Hemant talked in his individual interview about a time when his family had temporarily left their home in rural Andhra Pradesh when heavy rain entered during the night. For one month, the family lived in temporary accommodation and Hemant and his brother were unable to attend school. When I asked Hemant if he was afraid of the house being flooded again, he responded negatively, explaining ‘we won’t be afraid because we already have an experience [of] how it will be. So we are mentally prepared to deal with it’. Like Rosie above, he declined to take up the position of victim of climate change that the interview question offered. When invited to offer an explanation for the event, Hemant focused on weather patterns in his immediate area:

Catherine: Do you have any theories about why these kinds of events like floods occur? Why that might be?

Hemant: Uh, due to the heavy rainfall, and the sudden increase in the water reaching the sea.

Catherine: The sea, ok. Ok. Is there anything else you want to say about that?

Madhavi: She is asking how the floods are occurring due to the rise of water in the sea. Do you know anything?

Hemant: Due to the heavy rainfall also recorded that month – heavy rain. And also the water also – ground water rose. Like that, sea water uh, became bad, because of the water level.

- RECORDED INFORMATION:

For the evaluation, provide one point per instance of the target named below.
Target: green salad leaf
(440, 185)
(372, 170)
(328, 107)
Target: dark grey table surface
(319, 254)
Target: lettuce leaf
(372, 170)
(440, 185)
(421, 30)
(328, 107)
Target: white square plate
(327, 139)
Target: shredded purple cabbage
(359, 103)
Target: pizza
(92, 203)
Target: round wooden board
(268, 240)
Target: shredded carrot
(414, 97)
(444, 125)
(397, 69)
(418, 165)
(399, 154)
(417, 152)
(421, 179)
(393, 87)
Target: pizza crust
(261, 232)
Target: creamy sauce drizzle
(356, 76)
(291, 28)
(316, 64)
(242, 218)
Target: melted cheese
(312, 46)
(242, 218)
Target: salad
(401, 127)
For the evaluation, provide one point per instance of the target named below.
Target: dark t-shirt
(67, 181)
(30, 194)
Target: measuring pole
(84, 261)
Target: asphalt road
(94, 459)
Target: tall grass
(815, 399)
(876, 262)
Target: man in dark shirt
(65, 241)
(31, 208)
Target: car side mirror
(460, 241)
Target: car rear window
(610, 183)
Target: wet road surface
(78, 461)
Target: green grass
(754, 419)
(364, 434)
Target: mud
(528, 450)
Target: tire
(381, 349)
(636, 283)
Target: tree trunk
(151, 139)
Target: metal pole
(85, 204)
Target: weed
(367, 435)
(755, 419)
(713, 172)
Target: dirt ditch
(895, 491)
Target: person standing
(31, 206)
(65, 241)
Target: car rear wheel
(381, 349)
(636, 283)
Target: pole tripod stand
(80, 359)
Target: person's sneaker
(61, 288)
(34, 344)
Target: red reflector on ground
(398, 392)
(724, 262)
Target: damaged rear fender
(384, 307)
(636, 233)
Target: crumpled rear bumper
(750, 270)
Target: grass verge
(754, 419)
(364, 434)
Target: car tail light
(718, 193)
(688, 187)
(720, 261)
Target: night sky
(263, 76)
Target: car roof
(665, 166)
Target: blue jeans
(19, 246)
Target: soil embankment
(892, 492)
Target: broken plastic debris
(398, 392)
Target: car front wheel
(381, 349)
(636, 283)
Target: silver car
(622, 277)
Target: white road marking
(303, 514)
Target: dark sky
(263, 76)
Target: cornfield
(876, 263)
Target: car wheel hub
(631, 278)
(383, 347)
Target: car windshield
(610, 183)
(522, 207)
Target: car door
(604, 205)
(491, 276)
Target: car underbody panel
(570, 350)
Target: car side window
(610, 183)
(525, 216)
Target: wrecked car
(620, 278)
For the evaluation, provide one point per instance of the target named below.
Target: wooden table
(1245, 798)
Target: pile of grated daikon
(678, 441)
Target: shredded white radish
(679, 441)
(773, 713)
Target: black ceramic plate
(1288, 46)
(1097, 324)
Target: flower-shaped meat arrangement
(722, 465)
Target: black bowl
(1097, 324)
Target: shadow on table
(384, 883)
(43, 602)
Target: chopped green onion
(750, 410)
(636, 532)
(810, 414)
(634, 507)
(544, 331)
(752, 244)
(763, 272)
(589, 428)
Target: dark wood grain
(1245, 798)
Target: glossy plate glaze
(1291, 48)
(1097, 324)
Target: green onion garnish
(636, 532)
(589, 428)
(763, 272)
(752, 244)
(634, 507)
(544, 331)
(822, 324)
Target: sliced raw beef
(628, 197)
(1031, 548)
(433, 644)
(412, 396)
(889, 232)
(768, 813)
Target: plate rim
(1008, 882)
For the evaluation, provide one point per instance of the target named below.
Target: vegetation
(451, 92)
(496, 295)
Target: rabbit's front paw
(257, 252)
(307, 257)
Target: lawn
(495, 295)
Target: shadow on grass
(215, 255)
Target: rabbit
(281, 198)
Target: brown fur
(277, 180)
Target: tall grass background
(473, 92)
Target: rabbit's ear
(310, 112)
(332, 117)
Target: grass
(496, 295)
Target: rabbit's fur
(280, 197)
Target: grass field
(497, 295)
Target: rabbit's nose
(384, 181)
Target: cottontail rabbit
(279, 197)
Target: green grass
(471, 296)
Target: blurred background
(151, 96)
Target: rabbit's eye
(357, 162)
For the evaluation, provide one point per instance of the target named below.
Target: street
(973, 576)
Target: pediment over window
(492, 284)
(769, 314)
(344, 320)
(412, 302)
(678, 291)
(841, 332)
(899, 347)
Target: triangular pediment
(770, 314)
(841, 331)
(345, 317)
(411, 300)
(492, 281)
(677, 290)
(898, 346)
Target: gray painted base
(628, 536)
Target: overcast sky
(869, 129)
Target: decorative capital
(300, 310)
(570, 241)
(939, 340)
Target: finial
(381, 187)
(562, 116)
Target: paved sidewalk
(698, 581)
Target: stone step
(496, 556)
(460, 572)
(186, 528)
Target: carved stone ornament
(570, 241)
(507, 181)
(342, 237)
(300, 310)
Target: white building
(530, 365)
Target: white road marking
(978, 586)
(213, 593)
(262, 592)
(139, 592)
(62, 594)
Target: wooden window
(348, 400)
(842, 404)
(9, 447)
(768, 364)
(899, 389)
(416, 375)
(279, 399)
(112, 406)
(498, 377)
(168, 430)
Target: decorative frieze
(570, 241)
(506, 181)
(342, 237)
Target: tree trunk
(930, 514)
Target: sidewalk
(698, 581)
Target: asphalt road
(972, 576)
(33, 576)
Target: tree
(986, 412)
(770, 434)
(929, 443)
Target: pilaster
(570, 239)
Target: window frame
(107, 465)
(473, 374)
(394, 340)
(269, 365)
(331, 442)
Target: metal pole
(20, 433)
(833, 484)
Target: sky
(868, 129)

- WHAT TO WORK ON:
a – Write out the passage of the interview excerpt that starts at "Catherine: Do you" and ends at "say about that?", word for word.
b – According to the interview excerpt, how long did Hemant's family live in temporary accommodation after heavy rain entered their home?

- LIST OF SOLUTIONS:
a –
Catherine: Do you have any theories about why these kinds of events like floods occur? Why that might be?

Hemant: Uh, due to the heavy rainfall, and the sudden increase in the water reaching the sea.

Catherine: The sea, ok. Ok. Is there anything else you want to say about that?

b – One month.